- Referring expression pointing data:
- - -

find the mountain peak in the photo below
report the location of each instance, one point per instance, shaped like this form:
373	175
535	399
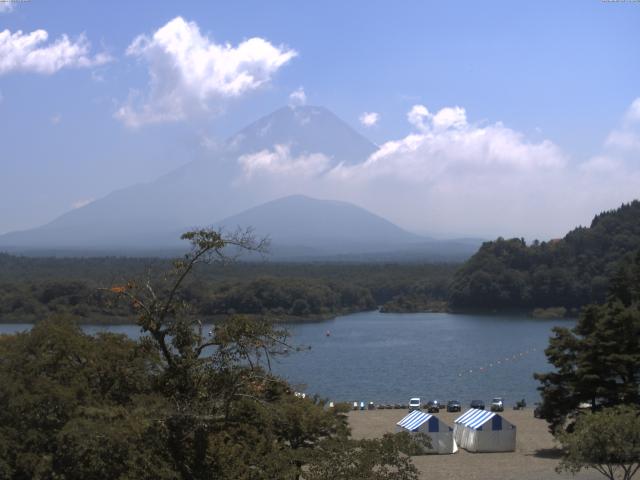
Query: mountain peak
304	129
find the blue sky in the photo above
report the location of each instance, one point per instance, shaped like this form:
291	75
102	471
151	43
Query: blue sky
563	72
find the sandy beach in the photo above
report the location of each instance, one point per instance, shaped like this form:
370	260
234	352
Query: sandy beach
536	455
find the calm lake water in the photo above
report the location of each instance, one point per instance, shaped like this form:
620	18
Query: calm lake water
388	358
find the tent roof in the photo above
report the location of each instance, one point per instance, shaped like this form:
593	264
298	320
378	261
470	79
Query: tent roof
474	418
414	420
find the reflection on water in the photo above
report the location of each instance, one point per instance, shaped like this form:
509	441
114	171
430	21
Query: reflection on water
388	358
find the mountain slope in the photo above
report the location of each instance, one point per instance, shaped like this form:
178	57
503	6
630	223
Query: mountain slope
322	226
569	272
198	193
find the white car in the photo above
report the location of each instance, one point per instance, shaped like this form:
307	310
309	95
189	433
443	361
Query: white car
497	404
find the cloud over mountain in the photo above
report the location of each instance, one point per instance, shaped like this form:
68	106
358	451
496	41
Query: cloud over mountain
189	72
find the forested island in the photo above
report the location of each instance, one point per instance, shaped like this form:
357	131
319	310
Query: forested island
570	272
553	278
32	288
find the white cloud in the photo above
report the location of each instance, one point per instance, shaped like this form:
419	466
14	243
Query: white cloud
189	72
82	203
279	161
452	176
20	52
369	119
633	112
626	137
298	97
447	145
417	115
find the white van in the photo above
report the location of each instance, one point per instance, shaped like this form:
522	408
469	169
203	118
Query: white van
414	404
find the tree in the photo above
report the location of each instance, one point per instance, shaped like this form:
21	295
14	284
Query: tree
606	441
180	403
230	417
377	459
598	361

- - -

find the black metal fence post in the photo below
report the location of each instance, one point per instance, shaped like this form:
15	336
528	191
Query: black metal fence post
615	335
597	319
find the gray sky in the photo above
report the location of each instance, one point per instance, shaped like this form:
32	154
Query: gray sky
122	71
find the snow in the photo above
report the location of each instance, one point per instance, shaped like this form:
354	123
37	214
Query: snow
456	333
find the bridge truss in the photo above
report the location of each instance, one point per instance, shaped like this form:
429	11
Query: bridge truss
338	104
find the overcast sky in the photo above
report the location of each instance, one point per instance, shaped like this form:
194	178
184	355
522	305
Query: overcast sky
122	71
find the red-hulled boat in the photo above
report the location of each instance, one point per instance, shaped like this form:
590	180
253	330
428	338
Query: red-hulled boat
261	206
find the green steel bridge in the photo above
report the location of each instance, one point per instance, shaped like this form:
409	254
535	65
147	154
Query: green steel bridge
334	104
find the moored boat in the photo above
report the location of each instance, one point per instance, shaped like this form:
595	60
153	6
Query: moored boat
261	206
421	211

- - -

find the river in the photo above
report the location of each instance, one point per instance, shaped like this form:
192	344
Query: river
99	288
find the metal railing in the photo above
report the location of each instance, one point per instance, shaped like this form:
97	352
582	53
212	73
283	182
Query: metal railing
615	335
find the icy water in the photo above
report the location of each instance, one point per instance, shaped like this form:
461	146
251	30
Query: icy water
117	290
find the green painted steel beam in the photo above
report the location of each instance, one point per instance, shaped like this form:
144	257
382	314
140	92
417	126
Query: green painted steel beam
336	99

- - -

- What needs to be done: For the entries above, state how many lines contain the word "below". Provide the number by itself.

- Solution: 2